Brief 1 -> In the dissertation abstract, what method is used to solve the inverse problem in the second model?
Brief 2 -> Summarize the dissertation abstract in two sentences.

Transport of dissolved and particulate material in biofilm-lined tubes and channels

Abstract

This dissertation develops two models for biofilm-lined channels. The first model seeks to address the rate at which cells move in or out of the flow in a natural hot spring drainage channel. This is done by building a one- and then two-dimensional partial differential equation model of the stream. The model is parameterized using data gathered at Mushroom Spring in Yellowstone National Park in 2011 and 2012. Using this data, we predict erosion and adhesion rates at steady state in upper and lower regions of the stream. The second model describes the utilization of urea by biofilms in an artificial tube flow reactor. The goal of this model is to determine kinetic parameters for ureolytic biofilms. The model is created by deriving two coupled steady state ordinary differential equations, which are parametrized using experimental data. Once the model is fully described, an inverse problem is formulated and solved using a Markov Chain Monte Carlo method. From this model we obtain first order kinetic parameters for a particular strain of E. coli, and discuss results for Michaelis-Menten kinetics. These two model systems are linked by a set of intersecting elements. First, both models concern biofilm-lined channels. Second, in each model these biofilms are found in a streamflow system in which some component transfers from the flow to the biofilm or vice-versa. Third, both systems are represented by low dimensional mathematical models which seek to summarize complex physical behaviors using broad, summarizing parameters. Fourth, in both scenarios the parameters of interest are estimated by combining experimental measurements and mathematical modeling. Finally, error plays an important role in model efficacy. The effects of error are implicit in the first model, but explicitly analyzed in the second.

Record extracts ->
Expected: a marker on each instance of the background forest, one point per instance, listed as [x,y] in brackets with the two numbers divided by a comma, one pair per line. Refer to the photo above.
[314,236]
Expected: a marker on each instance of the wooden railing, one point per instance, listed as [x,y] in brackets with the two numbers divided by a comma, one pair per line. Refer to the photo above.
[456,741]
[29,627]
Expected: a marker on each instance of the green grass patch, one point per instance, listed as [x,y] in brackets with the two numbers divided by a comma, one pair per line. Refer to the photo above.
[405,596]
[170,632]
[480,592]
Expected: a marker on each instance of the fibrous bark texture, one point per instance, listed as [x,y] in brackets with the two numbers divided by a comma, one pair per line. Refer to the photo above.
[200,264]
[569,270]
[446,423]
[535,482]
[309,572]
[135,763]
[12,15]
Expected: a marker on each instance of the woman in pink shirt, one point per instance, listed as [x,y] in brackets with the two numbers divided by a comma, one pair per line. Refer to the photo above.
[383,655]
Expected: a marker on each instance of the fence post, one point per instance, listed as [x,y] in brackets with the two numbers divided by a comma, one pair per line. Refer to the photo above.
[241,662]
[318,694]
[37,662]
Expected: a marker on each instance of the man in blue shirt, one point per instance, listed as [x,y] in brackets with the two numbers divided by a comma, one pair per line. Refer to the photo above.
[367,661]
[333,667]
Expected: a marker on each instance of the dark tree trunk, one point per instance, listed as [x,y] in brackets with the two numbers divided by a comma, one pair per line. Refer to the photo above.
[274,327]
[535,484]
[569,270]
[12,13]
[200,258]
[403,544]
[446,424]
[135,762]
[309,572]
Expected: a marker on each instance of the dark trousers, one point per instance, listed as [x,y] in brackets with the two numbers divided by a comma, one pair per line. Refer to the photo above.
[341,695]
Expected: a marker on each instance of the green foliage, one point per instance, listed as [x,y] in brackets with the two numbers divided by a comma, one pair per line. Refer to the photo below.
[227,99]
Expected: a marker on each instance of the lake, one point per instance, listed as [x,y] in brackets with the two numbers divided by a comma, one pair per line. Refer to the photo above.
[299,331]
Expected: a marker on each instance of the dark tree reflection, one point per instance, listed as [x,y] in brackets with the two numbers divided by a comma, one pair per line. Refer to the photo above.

Your solution 1 -> A Markov Chain Monte Carlo method.

Your solution 2 -> The dissertation develops two models of biofilm-lined channels. The first uses data from Mushroom Spring in Yellowstone National Park to predict erosion and adhesion rates in a hot spring drainage channel, and the second uses experimental data from a tube flow reactor to estimate kinetic parameters for ureolytic biofilms.